Reproduce precisely the lines of the material below from the line containing "When asked for" up to and including its last line. Pictures must not be copied.
........
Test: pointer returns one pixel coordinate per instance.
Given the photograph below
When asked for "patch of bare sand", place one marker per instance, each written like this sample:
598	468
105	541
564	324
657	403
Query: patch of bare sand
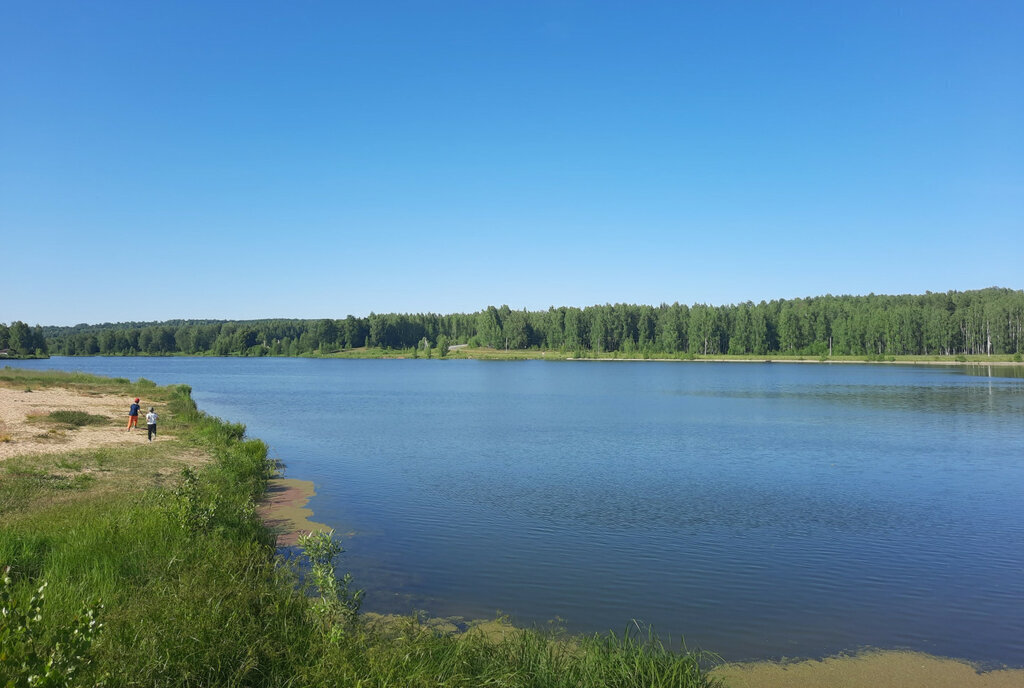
........
• **Exercise solution**
When asked for "patch of bare sand", place one marker per instance, each written like this sample:
598	468
105	541
564	324
657	403
Query: patch of bare sand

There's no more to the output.